* [Required action]
Read the lines of the data below and retrieve those with "dark".

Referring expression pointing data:
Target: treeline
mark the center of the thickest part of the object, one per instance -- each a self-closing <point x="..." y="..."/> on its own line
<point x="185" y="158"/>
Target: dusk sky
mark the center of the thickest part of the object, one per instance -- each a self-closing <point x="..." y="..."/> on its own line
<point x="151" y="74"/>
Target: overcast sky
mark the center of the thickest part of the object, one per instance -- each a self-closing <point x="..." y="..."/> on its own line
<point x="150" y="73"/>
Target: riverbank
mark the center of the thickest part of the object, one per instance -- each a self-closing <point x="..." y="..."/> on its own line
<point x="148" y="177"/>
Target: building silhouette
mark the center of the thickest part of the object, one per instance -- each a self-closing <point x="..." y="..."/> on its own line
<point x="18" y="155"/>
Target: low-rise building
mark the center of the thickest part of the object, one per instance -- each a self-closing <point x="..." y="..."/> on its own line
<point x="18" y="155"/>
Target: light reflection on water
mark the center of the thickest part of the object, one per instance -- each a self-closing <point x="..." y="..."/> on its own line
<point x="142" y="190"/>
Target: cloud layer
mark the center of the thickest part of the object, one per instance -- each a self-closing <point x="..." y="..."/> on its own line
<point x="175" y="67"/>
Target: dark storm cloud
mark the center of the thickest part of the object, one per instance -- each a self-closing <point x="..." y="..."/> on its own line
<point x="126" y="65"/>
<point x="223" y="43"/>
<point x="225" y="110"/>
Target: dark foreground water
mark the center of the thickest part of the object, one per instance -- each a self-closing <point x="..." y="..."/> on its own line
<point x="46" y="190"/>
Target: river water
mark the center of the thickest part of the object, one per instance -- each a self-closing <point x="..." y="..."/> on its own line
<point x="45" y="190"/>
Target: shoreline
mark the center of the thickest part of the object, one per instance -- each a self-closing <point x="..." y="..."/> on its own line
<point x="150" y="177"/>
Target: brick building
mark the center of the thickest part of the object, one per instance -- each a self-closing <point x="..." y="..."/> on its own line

* [Answer for this exercise]
Target: dark storm cloud
Target: dark foreground water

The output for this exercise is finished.